Что сделать 1:
Переведите на английский язык следующее предложение из фрагмента страницы: «Меня попросили подождать в коридоре, потом пригласили обратно и сказали, что из Опеки поступила бумага, ограничивающая мои родительские права.»
Что сделать 2:
Перечислите по фрагменту страницы всех, кто присутствовал при двухчасовой беседе в отделении полиции, кроме самой рассказчицы.
Что сделать 3:
В качестве свидетеля по какой статье УК РФ допрашивали дочь, согласно фрагменту страницы?

Фрагмент страницы:
____________________

Далее мне стали поступать звонки из отдела по делам несовершеннолетних и из органов социальной защиты с просьбой подойти к ним и «объяснить все» в кратчайшее время, так как им надо «подать отчет». Я говорила, что я мать-одиночка и единственный кормилец Марии, и я не могу в ущерб посещению дочери в больнице и трудовой деятельности посещать их и сделаю это как только решу основные проблемы.
13 мая меня вынудили покинуть рабочее место и явиться в ОВД района Аэропорт, сказав, что в противном случае позвонят на работу и мне будет хуже. Я явилась в отделение полиции и на протяжении двух часов со мной велась беседа, присутствовали две сотрудницы отдела по делам несовершеннолетних, одна сотрудница органов опеки и психолог из социальной защиты. Цель беседы состояла в том, чтобы найти виновника произошедшего и «подать рапорт». Мне было сказано, что у меня «проблемы с алкоголем», меня убедительно просили написать в протоколе, что у меня были конфликты с дочерью. Так же мне было сказано, что мне самой нужен психолог и меня пытались научить разговаривать с дочерью. На подписанном мною «объяснении» я дописала, что запрещаю сотрудникам гос структур разговаривать с моим ребенком без моего присутствия и письменного согласия.
15 мая я приехала в больницу им. Филатова, побеседовала с врачом, в ходе разговора выяснилось, что дочь будет осматриваться психиатром в принудительном порядке, не смотря на мой письменный отказ. Я согласилась. Попросила свидания с ребенком, так как она переведена из реанимации, а я с 11 числа не видела ее ни разу. Меня попросили подождать в коридоре, потом пригласили обратно и сказали, что из Опеки поступила бумага, ограничивающая мои родительские права. Было рекомендовано «разбираться с опекой».
Далее мне стало известно, что в тот момент, когда я сидела в больнице, велся допрос моей дочери как свидетеля обвинения меня по статье 110 УК РФ, доведение до суицида. Со слов психолога, наблюдавшего мою дочь, мне известно, что она может покончить с собой, узнав, что меня лишили родительских прав из-за нее.

____________________

Данные для проверки:

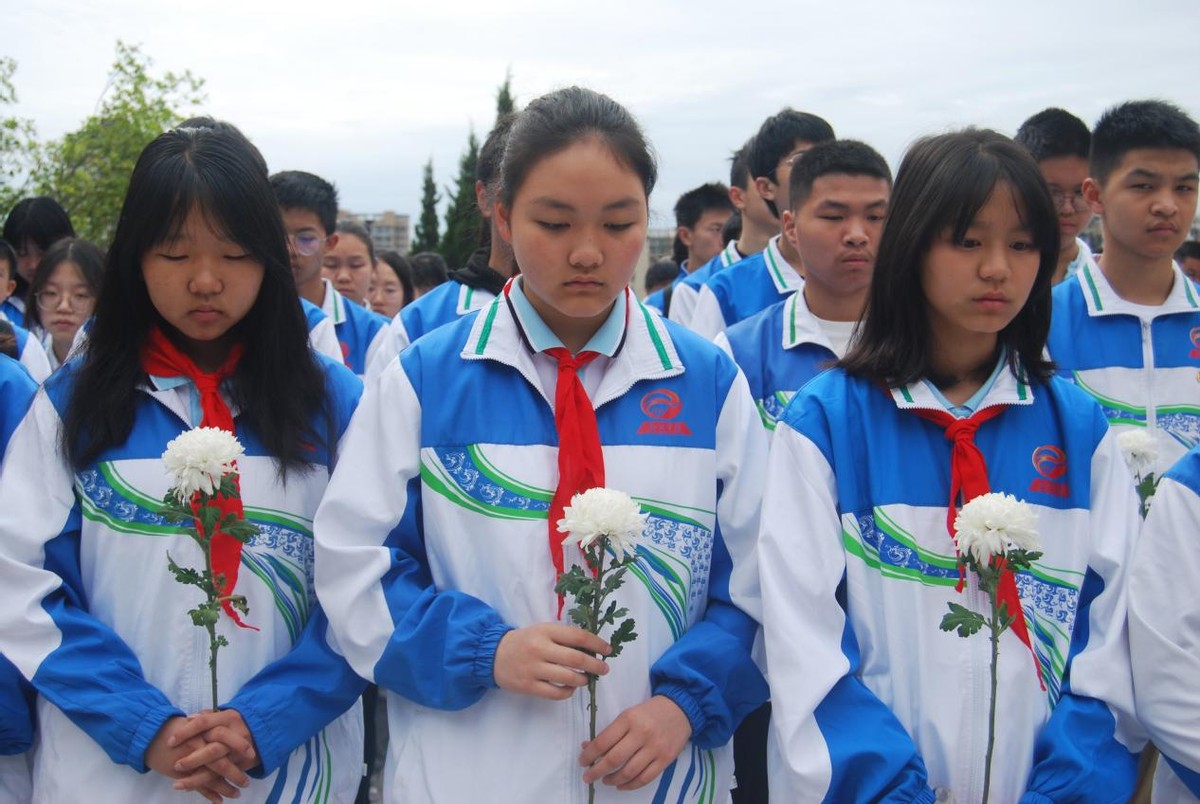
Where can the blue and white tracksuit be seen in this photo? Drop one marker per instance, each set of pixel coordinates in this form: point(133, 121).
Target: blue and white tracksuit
point(1143, 365)
point(743, 289)
point(432, 545)
point(360, 333)
point(1164, 637)
point(873, 701)
point(17, 390)
point(779, 349)
point(95, 619)
point(444, 304)
point(687, 293)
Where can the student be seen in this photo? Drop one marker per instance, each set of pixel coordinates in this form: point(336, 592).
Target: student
point(1163, 639)
point(16, 696)
point(63, 295)
point(309, 205)
point(195, 324)
point(469, 288)
point(33, 226)
point(391, 286)
point(27, 348)
point(1059, 142)
point(775, 271)
point(701, 214)
point(757, 226)
point(1188, 257)
point(870, 699)
point(1126, 328)
point(349, 262)
point(442, 588)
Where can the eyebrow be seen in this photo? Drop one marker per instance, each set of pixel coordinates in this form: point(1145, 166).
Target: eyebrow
point(556, 204)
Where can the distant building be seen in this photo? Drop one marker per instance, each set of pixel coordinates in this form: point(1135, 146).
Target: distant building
point(389, 231)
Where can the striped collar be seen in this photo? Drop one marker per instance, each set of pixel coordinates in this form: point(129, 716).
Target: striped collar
point(781, 273)
point(647, 352)
point(1103, 300)
point(801, 325)
point(1006, 389)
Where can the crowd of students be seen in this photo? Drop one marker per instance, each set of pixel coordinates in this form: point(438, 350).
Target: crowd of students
point(838, 359)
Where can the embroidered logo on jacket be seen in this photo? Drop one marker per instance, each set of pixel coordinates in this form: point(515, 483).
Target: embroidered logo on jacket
point(1050, 463)
point(661, 406)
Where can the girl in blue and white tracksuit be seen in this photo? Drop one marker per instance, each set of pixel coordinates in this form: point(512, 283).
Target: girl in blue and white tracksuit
point(873, 701)
point(197, 273)
point(433, 553)
point(16, 696)
point(1163, 635)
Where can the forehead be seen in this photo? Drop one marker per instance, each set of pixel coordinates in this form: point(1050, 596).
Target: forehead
point(1173, 162)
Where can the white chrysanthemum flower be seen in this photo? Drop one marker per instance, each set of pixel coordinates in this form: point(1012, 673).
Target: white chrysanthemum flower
point(1139, 450)
point(994, 523)
point(198, 459)
point(599, 513)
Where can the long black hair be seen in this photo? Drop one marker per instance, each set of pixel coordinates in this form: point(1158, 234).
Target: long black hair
point(279, 387)
point(943, 181)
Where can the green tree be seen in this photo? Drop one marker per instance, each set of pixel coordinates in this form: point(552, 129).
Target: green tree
point(88, 171)
point(426, 235)
point(463, 222)
point(18, 143)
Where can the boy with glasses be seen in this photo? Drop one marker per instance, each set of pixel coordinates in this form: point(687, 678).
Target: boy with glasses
point(309, 205)
point(1060, 141)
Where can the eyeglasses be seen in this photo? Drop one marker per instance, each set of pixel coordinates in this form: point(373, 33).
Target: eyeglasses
point(1073, 199)
point(52, 299)
point(306, 244)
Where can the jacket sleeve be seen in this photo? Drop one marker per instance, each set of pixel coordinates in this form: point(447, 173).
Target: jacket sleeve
point(1164, 621)
point(76, 661)
point(709, 671)
point(1085, 750)
point(372, 573)
point(833, 739)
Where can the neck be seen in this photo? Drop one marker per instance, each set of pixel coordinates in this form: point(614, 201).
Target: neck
point(313, 291)
point(1135, 279)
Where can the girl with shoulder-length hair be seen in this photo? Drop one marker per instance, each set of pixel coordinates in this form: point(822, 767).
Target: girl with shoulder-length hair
point(197, 324)
point(946, 396)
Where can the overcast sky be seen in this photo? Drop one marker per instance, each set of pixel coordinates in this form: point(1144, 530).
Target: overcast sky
point(364, 93)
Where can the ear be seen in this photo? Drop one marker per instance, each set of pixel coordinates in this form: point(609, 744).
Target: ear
point(1092, 196)
point(766, 187)
point(504, 222)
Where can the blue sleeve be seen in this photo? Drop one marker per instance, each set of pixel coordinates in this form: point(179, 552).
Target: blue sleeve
point(297, 695)
point(709, 671)
point(16, 713)
point(448, 630)
point(1077, 757)
point(93, 676)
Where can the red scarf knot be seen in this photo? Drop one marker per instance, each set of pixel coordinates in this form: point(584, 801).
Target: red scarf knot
point(162, 358)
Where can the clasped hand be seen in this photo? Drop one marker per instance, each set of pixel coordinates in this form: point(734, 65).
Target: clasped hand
point(208, 753)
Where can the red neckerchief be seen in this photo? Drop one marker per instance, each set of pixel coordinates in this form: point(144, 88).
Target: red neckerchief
point(969, 479)
point(162, 358)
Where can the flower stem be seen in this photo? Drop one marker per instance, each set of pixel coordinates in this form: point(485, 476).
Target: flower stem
point(991, 709)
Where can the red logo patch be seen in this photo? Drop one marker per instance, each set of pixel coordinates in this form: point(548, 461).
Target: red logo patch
point(661, 406)
point(1050, 462)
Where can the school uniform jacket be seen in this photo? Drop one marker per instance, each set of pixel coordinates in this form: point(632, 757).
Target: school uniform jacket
point(432, 544)
point(687, 293)
point(94, 618)
point(780, 349)
point(873, 701)
point(360, 333)
point(444, 304)
point(16, 696)
point(743, 289)
point(1163, 634)
point(1143, 373)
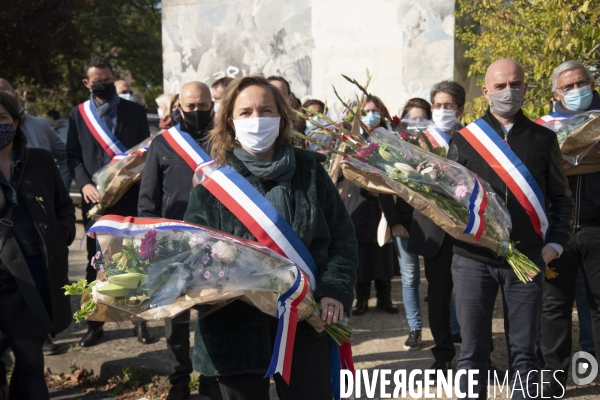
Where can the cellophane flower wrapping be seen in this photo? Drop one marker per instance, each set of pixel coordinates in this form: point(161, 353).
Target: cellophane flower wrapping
point(115, 178)
point(578, 138)
point(437, 187)
point(158, 272)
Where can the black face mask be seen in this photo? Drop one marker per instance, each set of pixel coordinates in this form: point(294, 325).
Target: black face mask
point(197, 120)
point(104, 91)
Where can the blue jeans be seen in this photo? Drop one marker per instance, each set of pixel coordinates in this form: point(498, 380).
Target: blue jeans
point(411, 278)
point(584, 314)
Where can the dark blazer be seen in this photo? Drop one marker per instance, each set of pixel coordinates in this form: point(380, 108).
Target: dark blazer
point(237, 338)
point(426, 238)
point(166, 183)
point(538, 149)
point(85, 155)
point(23, 311)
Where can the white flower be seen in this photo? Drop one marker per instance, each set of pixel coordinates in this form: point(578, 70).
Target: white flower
point(224, 252)
point(404, 167)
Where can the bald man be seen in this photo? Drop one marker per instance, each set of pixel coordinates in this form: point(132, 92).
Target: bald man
point(164, 192)
point(539, 203)
point(124, 90)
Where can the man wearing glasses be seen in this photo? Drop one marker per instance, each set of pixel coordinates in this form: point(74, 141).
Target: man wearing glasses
point(573, 89)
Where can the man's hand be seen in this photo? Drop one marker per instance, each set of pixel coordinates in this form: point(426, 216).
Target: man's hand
point(549, 254)
point(400, 231)
point(90, 193)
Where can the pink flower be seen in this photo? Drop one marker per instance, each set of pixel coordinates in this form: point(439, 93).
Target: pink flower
point(460, 191)
point(149, 245)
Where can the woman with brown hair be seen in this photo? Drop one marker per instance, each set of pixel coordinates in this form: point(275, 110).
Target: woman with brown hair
point(252, 135)
point(37, 225)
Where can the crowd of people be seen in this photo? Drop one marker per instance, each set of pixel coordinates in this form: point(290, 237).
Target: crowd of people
point(247, 123)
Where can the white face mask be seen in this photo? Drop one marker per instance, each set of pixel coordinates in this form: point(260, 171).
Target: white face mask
point(444, 119)
point(257, 134)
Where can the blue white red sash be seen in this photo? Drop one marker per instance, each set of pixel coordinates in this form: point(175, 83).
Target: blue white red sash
point(437, 137)
point(477, 206)
point(107, 140)
point(186, 147)
point(511, 170)
point(266, 224)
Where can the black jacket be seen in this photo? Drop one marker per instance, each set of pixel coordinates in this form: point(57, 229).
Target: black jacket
point(538, 149)
point(398, 212)
point(43, 193)
point(586, 187)
point(85, 156)
point(166, 182)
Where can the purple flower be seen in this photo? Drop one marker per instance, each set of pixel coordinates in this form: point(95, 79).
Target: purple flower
point(149, 245)
point(460, 191)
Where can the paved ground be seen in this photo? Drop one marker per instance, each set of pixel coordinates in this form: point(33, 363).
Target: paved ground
point(377, 343)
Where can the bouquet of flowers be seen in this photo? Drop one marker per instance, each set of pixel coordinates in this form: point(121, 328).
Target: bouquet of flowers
point(462, 204)
point(151, 269)
point(115, 178)
point(578, 137)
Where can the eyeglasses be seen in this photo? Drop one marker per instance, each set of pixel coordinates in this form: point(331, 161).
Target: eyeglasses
point(571, 86)
point(445, 106)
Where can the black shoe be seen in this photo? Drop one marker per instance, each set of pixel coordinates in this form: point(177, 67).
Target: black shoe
point(179, 392)
point(386, 306)
point(552, 388)
point(91, 337)
point(361, 307)
point(49, 348)
point(142, 333)
point(457, 339)
point(414, 341)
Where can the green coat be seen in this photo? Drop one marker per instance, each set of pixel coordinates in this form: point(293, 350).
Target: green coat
point(238, 338)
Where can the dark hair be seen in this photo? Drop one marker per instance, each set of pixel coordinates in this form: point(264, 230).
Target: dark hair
point(314, 102)
point(452, 88)
point(417, 102)
point(222, 82)
point(96, 62)
point(280, 79)
point(53, 114)
point(10, 102)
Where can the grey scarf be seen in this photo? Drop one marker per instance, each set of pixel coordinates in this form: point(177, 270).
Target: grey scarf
point(107, 112)
point(281, 170)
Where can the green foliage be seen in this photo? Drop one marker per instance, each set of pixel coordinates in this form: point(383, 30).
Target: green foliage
point(47, 42)
point(539, 34)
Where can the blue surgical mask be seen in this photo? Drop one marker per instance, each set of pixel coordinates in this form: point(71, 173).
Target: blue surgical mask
point(311, 127)
point(579, 99)
point(371, 119)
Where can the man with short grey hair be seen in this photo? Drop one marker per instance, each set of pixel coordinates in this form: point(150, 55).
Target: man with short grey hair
point(573, 89)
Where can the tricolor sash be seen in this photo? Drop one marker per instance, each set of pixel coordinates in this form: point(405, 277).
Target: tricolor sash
point(477, 206)
point(499, 156)
point(269, 228)
point(437, 137)
point(107, 140)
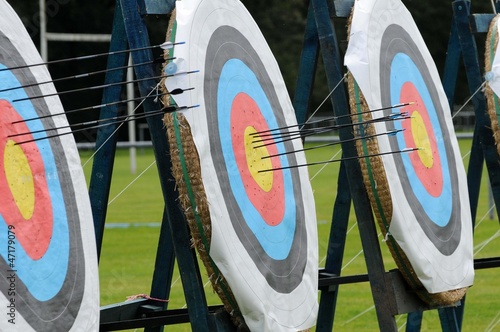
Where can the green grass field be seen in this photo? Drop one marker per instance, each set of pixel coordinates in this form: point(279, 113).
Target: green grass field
point(128, 253)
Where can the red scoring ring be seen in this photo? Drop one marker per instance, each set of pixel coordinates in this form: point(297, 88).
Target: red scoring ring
point(431, 178)
point(244, 113)
point(35, 233)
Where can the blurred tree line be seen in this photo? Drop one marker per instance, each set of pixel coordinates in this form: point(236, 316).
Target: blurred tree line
point(281, 22)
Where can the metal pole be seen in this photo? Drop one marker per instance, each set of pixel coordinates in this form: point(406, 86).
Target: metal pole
point(131, 124)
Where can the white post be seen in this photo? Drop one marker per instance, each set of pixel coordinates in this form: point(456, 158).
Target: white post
point(43, 32)
point(131, 124)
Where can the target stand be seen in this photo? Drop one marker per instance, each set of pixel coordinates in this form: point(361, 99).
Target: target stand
point(390, 293)
point(130, 31)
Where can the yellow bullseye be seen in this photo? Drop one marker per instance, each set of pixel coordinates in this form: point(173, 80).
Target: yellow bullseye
point(421, 139)
point(255, 162)
point(19, 178)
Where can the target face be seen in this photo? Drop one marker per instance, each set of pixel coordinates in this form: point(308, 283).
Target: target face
point(430, 219)
point(45, 271)
point(263, 223)
point(429, 173)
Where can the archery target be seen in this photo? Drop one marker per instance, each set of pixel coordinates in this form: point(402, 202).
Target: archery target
point(264, 237)
point(492, 70)
point(48, 263)
point(430, 218)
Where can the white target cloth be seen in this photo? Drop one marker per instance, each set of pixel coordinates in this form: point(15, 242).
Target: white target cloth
point(431, 215)
point(48, 261)
point(264, 237)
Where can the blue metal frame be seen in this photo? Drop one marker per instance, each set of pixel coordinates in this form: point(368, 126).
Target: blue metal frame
point(130, 29)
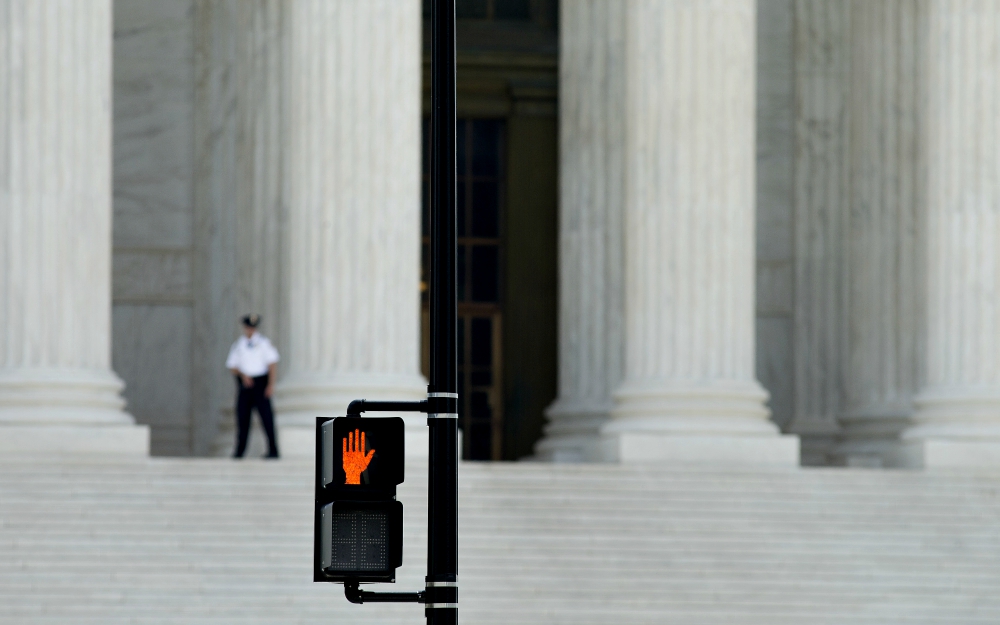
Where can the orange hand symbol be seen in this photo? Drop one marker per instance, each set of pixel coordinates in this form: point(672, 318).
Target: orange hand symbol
point(355, 459)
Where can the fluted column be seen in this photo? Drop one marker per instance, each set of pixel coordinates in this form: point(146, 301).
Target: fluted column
point(689, 391)
point(57, 390)
point(884, 304)
point(957, 411)
point(592, 135)
point(353, 188)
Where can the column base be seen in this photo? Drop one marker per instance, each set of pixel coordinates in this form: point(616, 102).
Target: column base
point(573, 434)
point(872, 440)
point(954, 428)
point(51, 411)
point(952, 454)
point(817, 439)
point(716, 423)
point(52, 440)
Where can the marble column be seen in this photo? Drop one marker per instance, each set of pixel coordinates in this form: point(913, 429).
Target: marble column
point(882, 252)
point(57, 389)
point(240, 207)
point(353, 188)
point(591, 261)
point(957, 410)
point(689, 392)
point(822, 95)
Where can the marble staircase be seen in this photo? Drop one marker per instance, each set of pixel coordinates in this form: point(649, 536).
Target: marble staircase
point(161, 541)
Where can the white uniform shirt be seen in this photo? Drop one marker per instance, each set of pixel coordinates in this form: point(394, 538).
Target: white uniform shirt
point(252, 356)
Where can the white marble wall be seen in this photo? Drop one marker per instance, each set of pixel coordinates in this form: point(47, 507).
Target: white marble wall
point(55, 230)
point(353, 180)
point(957, 408)
point(591, 253)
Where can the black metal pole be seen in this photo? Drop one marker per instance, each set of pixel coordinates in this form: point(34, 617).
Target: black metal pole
point(441, 594)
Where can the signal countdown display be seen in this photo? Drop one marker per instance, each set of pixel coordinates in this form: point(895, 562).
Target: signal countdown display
point(359, 523)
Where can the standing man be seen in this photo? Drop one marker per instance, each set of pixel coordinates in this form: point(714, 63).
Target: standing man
point(254, 362)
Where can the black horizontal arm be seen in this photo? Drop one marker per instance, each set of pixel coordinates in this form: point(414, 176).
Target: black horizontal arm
point(358, 406)
point(356, 595)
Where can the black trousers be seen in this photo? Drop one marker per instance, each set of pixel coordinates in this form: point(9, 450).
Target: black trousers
point(246, 400)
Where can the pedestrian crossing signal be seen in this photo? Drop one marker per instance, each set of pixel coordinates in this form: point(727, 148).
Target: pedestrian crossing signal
point(358, 522)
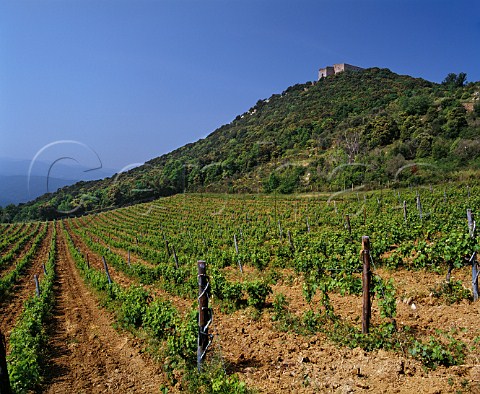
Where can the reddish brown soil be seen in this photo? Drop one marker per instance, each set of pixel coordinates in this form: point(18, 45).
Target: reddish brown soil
point(12, 305)
point(273, 361)
point(88, 355)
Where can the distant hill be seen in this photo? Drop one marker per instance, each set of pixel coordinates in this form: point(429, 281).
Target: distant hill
point(16, 186)
point(14, 189)
point(371, 127)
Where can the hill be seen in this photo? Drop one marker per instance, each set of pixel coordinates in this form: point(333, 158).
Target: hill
point(370, 127)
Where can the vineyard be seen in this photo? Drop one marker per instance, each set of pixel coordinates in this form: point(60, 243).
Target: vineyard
point(115, 309)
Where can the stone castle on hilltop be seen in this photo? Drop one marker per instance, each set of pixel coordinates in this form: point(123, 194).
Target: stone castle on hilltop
point(335, 69)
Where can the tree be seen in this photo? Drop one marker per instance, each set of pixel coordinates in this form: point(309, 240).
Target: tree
point(455, 81)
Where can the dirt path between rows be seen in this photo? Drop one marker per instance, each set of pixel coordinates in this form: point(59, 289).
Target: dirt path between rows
point(87, 354)
point(12, 305)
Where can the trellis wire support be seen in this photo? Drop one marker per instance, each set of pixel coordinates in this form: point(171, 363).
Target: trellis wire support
point(204, 314)
point(366, 277)
point(106, 270)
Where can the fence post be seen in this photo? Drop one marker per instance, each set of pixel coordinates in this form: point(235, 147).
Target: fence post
point(471, 223)
point(236, 250)
point(419, 207)
point(366, 311)
point(106, 270)
point(37, 285)
point(290, 240)
point(471, 229)
point(349, 227)
point(204, 314)
point(4, 379)
point(175, 256)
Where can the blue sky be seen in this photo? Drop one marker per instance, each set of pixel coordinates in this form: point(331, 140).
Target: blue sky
point(135, 79)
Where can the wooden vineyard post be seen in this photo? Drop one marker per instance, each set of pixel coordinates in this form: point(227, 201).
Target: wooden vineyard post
point(236, 250)
point(280, 231)
point(290, 240)
point(106, 270)
point(4, 379)
point(419, 207)
point(37, 285)
point(349, 227)
point(471, 229)
point(167, 248)
point(175, 257)
point(471, 223)
point(204, 314)
point(366, 311)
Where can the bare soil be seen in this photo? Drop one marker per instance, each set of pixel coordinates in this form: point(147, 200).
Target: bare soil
point(12, 305)
point(88, 354)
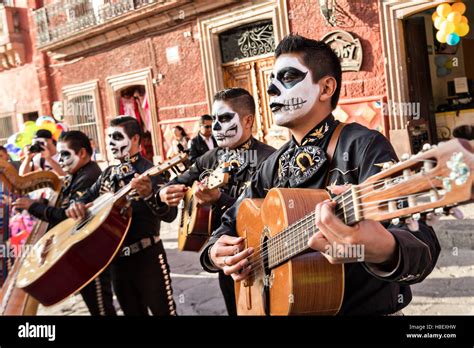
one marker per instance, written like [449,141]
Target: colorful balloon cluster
[451,23]
[24,137]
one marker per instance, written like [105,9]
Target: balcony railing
[64,18]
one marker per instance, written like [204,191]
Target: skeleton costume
[359,154]
[247,157]
[98,294]
[140,272]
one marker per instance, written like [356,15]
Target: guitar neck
[293,240]
[153,171]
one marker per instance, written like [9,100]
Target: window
[81,111]
[6,128]
[247,41]
[80,115]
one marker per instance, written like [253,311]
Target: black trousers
[226,284]
[98,295]
[142,282]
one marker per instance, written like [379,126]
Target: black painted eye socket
[226,117]
[289,77]
[117,136]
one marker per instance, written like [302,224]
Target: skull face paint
[226,126]
[68,159]
[118,142]
[292,90]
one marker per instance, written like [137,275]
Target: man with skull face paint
[140,272]
[304,89]
[233,115]
[75,151]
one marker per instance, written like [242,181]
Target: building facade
[86,61]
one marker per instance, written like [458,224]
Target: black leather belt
[139,246]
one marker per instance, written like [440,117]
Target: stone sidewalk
[449,290]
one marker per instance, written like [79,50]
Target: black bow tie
[299,163]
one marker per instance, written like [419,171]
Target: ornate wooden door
[254,77]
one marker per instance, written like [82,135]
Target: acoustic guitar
[73,253]
[14,301]
[288,278]
[196,220]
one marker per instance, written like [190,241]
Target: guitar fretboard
[294,239]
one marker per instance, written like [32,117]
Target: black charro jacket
[251,155]
[198,147]
[146,214]
[359,155]
[73,188]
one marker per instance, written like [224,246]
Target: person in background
[6,157]
[42,155]
[233,112]
[140,271]
[75,152]
[94,149]
[204,141]
[179,142]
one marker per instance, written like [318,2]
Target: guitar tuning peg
[432,219]
[395,221]
[457,213]
[412,224]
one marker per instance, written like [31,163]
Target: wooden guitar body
[71,255]
[307,284]
[195,223]
[15,301]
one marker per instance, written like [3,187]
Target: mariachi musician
[75,151]
[304,89]
[140,272]
[233,112]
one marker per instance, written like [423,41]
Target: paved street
[448,290]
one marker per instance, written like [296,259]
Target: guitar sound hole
[82,223]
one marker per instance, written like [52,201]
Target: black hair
[239,99]
[129,124]
[205,118]
[77,140]
[317,56]
[183,132]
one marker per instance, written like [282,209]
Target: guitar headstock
[438,177]
[168,164]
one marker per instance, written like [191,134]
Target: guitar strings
[342,198]
[302,226]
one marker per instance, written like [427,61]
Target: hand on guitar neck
[378,244]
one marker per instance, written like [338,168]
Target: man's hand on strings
[205,195]
[23,203]
[173,194]
[142,183]
[334,238]
[228,254]
[77,210]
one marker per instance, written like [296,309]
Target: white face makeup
[292,90]
[68,159]
[118,142]
[226,127]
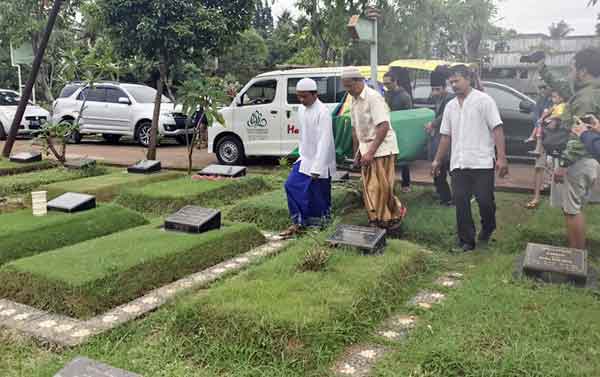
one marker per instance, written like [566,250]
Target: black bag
[555,140]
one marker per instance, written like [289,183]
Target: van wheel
[143,134]
[230,151]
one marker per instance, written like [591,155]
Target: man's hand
[559,175]
[367,159]
[502,167]
[429,128]
[435,168]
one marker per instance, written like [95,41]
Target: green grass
[23,234]
[107,187]
[270,210]
[89,278]
[23,183]
[274,313]
[164,197]
[8,167]
[547,226]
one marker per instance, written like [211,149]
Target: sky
[527,16]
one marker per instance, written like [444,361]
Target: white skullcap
[351,73]
[306,85]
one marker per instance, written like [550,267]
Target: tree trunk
[157,104]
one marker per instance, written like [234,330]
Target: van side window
[260,93]
[327,87]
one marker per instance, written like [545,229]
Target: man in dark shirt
[439,92]
[398,99]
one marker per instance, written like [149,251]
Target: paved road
[175,157]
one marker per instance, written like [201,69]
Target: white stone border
[67,331]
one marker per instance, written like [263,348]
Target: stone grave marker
[193,219]
[340,176]
[72,202]
[84,367]
[223,171]
[80,163]
[555,264]
[145,167]
[26,157]
[369,239]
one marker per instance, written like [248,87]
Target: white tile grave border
[67,331]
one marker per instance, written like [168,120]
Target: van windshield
[144,94]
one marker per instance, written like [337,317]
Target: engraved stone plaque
[145,167]
[26,157]
[224,171]
[192,219]
[72,202]
[80,163]
[556,264]
[365,238]
[84,367]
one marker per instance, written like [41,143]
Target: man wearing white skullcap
[376,152]
[308,186]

____________________

Ответ 1:
I was asked to wait in the corridor, then invited back in and told that a document had come from the guardianship authority restricting my parental rights.

Ответ 2:
- две сотрудницы отдела по делам несовершеннолетних
- одна сотрудница органов опеки
- психолог из социальной защиты

Ответ 3:
По статье 110 УК РФ, доведение до суицида.